A361088 : table of tau signatures

I tentatively propose that sequence, I hope it will be accepted.

m(n)

I was able to adapt some existing code to calculate m(n) as defined in a309981.txt fairly efficiently; however my results do not fully agree with those of User:Jon E. Schoenfield, so I have emailed him with a request to help resolve the discrepancy.

To my mind, establishing a particular value of A309981(n)=k involves both a proof that t(n,k) is unique and a proof by counterexample that t(n,k-1) is not unique. I intend therefore to propose m(n) as a new sequence to serve as a reference set of such counterexamples, once the discrepancy with Jon Schoenfield's results has been resolved. Hugo van der Sanden (talk) 08:24, 8 April 2023 (EDT)

* Data provided *

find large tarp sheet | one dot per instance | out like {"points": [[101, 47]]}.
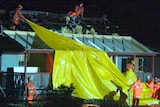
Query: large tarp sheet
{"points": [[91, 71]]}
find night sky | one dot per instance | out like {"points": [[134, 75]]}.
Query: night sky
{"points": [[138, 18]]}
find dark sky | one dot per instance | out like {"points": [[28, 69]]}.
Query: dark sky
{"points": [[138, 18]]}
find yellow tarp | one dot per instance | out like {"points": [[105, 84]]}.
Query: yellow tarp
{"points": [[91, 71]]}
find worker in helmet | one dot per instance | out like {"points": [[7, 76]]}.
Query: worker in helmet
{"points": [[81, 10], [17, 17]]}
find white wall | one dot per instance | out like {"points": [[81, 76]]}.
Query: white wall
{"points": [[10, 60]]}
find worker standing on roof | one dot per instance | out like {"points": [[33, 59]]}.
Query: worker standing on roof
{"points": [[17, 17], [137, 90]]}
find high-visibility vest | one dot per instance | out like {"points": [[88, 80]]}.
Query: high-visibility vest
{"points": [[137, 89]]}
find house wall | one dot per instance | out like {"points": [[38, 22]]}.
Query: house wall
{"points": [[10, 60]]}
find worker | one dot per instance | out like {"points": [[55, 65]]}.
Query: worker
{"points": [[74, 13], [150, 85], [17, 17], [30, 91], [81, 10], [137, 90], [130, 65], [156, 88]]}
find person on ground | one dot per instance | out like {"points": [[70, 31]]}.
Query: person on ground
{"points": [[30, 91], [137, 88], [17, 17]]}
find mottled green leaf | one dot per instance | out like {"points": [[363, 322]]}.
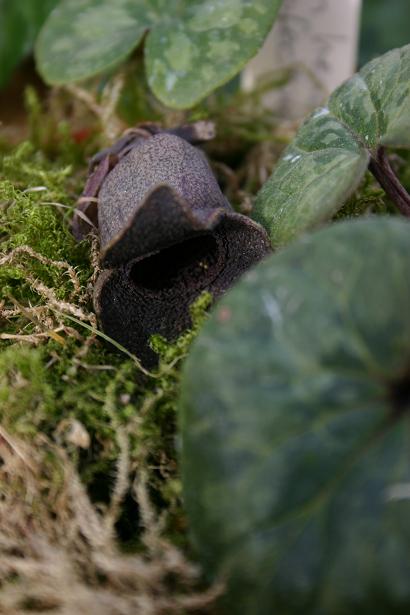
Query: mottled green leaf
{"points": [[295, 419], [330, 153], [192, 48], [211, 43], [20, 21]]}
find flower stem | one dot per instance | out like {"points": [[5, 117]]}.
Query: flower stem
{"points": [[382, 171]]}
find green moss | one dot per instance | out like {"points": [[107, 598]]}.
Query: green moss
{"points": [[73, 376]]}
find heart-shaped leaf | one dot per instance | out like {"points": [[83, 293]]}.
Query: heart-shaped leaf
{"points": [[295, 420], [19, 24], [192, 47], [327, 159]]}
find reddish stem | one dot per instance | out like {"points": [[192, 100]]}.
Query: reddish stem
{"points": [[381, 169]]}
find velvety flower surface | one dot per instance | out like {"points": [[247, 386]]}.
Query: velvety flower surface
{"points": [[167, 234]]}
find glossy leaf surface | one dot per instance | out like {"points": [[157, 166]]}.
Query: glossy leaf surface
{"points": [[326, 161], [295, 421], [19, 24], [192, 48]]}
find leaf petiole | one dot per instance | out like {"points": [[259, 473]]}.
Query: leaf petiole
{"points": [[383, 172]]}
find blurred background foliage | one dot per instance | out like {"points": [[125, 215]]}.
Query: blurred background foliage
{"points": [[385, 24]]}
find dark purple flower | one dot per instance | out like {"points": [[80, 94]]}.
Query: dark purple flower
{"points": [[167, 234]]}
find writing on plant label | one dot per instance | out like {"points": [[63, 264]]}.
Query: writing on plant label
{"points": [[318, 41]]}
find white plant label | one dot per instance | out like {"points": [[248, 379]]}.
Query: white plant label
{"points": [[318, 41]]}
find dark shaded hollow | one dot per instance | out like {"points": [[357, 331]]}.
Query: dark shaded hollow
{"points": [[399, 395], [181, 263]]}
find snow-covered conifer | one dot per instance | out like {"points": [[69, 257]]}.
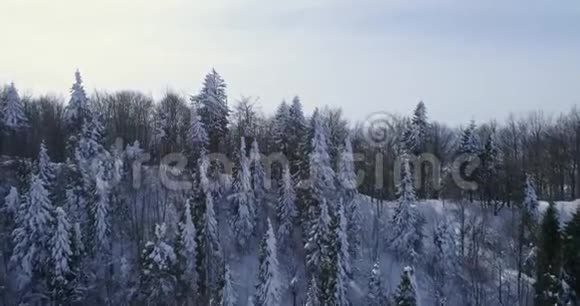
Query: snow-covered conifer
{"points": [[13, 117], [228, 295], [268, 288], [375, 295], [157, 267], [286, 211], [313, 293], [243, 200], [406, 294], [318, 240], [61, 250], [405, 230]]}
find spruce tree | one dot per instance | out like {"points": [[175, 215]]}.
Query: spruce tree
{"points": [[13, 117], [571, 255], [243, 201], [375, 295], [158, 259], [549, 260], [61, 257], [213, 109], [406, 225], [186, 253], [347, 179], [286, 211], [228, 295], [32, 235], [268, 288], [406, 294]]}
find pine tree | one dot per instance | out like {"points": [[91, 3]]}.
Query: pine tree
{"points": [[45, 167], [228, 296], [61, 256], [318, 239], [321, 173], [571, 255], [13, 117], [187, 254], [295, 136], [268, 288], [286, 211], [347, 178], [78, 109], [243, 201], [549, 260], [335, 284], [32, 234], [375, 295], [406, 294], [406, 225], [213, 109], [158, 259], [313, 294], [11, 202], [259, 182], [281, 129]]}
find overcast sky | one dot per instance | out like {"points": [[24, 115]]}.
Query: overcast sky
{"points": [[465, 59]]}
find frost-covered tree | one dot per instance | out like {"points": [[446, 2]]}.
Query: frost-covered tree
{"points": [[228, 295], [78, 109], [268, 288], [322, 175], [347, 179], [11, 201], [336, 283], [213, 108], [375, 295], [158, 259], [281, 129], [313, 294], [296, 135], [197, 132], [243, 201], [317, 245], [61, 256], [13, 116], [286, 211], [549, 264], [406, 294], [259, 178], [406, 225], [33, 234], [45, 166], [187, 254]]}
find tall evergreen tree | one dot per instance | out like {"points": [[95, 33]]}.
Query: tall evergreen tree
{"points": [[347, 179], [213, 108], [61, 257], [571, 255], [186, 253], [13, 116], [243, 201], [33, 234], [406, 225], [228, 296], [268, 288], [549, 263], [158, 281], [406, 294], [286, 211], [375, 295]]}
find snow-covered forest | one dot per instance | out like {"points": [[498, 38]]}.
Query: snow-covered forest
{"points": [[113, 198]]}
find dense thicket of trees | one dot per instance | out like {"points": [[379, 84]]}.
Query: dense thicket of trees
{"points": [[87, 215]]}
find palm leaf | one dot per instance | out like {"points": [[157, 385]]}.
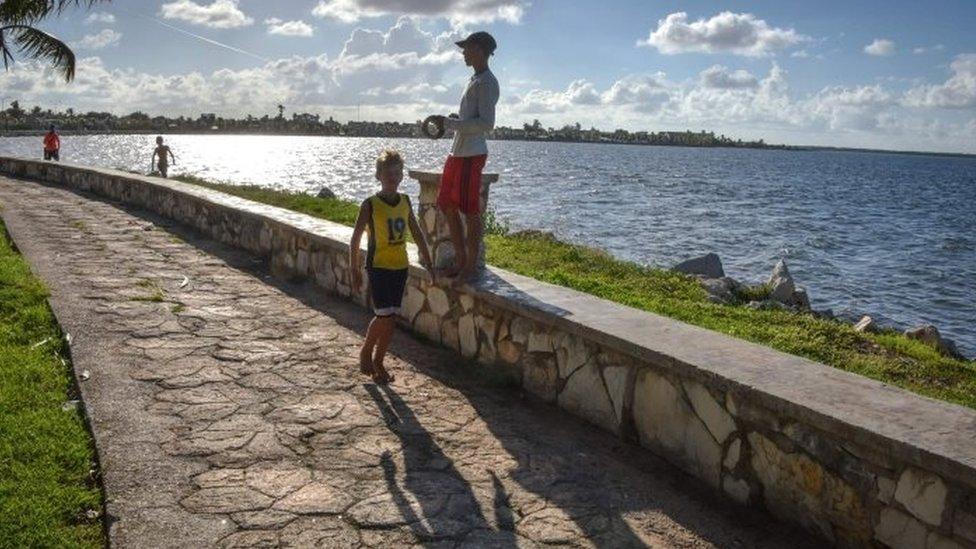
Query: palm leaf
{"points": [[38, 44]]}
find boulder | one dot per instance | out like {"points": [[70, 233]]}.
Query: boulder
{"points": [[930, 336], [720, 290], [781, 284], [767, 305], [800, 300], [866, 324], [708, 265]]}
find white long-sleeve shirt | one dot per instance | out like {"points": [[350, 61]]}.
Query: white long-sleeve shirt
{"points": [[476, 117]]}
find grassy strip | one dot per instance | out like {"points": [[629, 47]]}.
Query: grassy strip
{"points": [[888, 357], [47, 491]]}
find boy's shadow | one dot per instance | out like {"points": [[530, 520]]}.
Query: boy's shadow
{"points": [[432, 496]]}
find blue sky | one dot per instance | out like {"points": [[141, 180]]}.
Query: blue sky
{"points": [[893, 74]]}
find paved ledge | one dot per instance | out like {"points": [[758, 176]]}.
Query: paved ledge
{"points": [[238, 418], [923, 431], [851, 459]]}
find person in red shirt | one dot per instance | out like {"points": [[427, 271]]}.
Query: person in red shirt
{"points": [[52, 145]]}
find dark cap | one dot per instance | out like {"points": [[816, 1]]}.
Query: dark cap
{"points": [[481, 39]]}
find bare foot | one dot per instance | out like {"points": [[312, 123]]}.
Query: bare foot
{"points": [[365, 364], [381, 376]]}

* Stated exercise A *
In the discussion of tau signatures, can you repeat the passage from "To my mind, establishing" up to and including "April 2023 (EDT)"?
* Stated exercise B *
In the discussion of tau signatures, what step was taken when the results for m(n) did not fully agree with those of Jon E. Schoenfield?

* Complete response A *
To my mind, establishing a particular value of A309981(n)=k involves both a proof that t(n,k) is unique and a proof by counterexample that t(n,k-1) is not unique. I intend therefore to propose m(n) as a new sequence to serve as a reference set of such counterexamples, once the discrepancy with Jon Schoenfield's results has been resolved. Hugo van der Sanden (talk) 08:24, 8 April 2023 (EDT)

* Complete response B *
Jon E. Schoenfield was emailed with a request to help resolve the discrepancy.